Entries taken from a collection:
::::
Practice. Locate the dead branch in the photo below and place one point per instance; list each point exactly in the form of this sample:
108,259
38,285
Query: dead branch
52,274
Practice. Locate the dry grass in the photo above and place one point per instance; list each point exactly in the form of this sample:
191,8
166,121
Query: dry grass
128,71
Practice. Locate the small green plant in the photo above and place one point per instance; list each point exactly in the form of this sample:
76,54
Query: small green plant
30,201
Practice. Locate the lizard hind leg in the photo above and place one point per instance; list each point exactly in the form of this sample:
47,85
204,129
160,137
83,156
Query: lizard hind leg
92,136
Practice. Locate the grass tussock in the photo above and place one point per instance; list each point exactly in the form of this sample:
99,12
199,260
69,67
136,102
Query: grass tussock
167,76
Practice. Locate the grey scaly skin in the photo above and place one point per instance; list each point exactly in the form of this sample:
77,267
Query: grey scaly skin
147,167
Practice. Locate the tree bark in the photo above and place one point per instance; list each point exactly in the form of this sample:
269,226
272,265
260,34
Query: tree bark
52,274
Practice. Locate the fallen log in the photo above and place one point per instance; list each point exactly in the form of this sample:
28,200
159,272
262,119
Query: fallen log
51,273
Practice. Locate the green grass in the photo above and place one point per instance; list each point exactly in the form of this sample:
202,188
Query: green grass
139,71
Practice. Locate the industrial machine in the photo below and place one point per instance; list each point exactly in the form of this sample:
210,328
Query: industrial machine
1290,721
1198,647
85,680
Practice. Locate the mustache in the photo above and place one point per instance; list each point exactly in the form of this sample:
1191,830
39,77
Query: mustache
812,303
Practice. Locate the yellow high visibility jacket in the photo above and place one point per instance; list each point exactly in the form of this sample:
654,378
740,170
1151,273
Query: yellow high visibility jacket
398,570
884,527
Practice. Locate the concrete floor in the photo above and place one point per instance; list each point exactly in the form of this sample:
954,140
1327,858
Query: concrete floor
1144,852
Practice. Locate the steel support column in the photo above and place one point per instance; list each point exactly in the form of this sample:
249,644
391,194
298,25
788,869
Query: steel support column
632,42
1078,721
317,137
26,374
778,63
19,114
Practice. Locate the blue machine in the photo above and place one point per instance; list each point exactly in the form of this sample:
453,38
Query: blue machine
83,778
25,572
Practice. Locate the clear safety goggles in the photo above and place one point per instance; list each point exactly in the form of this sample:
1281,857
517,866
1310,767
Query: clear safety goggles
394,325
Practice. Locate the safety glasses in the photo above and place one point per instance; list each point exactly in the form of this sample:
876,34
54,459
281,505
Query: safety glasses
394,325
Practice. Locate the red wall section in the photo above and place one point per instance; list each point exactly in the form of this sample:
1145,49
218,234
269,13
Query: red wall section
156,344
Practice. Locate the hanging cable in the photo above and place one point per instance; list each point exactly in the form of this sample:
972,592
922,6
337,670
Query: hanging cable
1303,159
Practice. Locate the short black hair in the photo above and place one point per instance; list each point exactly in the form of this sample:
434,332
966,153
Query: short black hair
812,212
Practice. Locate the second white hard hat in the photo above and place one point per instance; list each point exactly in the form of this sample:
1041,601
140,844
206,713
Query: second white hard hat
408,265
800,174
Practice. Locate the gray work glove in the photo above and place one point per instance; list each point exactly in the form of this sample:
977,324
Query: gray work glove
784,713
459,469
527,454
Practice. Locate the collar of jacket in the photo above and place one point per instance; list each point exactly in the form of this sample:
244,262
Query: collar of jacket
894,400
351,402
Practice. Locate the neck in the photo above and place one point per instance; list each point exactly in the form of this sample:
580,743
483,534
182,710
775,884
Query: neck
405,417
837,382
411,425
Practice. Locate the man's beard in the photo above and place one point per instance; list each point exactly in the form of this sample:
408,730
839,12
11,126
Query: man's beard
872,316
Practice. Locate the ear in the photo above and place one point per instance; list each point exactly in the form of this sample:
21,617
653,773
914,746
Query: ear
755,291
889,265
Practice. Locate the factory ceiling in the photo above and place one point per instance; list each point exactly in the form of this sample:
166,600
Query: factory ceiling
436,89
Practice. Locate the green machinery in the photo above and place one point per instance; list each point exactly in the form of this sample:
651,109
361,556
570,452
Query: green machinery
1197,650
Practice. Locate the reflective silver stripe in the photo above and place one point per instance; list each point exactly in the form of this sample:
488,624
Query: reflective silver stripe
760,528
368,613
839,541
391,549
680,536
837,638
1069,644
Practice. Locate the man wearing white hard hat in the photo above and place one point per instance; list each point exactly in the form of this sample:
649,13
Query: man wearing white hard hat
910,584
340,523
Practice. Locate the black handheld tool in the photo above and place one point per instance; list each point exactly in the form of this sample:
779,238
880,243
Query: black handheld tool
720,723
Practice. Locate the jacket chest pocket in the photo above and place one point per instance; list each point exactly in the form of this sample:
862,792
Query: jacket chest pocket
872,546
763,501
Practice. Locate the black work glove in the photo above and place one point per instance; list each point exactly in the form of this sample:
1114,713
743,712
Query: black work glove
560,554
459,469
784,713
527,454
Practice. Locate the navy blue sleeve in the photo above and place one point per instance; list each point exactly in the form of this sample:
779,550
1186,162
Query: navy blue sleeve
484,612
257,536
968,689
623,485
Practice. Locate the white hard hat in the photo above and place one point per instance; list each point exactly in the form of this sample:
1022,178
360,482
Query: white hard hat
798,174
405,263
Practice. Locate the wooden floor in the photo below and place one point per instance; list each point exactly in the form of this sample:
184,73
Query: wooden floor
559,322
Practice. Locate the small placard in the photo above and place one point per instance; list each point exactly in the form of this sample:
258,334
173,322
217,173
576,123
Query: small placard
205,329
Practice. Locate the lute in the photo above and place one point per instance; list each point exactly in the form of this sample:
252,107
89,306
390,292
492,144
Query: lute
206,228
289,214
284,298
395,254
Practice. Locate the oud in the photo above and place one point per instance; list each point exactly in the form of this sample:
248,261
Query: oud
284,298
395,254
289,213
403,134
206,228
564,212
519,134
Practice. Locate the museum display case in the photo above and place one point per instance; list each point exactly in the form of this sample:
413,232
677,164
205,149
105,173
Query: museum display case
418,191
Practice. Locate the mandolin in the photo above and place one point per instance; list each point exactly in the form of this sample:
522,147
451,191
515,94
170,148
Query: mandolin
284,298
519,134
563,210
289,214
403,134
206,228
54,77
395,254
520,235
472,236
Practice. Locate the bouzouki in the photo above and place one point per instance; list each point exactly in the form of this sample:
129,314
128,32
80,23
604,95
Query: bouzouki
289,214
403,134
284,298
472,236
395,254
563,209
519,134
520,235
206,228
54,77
::::
Goal of the exercise: Print the line with "Practice. Locate the small placard" and every line after it in the entries above, exactly as written. Leave out all other lines.

Solution to the problem:
Practice. Locate the small placard in the photo above and place one point per instance; list each point exactly in the form of this sample:
258,334
173,322
217,173
576,123
Query: small placard
205,329
Practice. Locate the lute in the photo above and place one point per instance; list each point exactly in the form of this sample:
252,107
89,306
390,292
492,144
Query: lute
206,228
289,214
284,298
395,254
Practice. Locate the oud in the photo above and place one point per instance; list each point exactly in the form of this sample:
248,261
Query: oud
284,298
395,254
289,213
403,134
206,228
564,212
519,134
Practice. Locate the museum display case in the photo above and place one point per instance; list each point exactly in the form of this sample:
413,232
677,164
205,149
105,173
Query: museum display case
418,191
Practice. Locate the mandolin in the photo above and place one point per instance; list each point exactly in the form of this sample:
522,147
451,191
515,94
170,148
Query: mandolin
284,298
519,134
563,210
289,214
403,134
206,228
54,77
395,254
520,235
472,236
Practice. Locate the bouzouki in the photo above and place one point per instance; list each point exactly in the form of this sample:
129,314
128,32
80,23
604,95
Query: bouzouki
289,214
403,134
284,298
472,236
395,254
563,209
519,134
520,235
206,228
54,77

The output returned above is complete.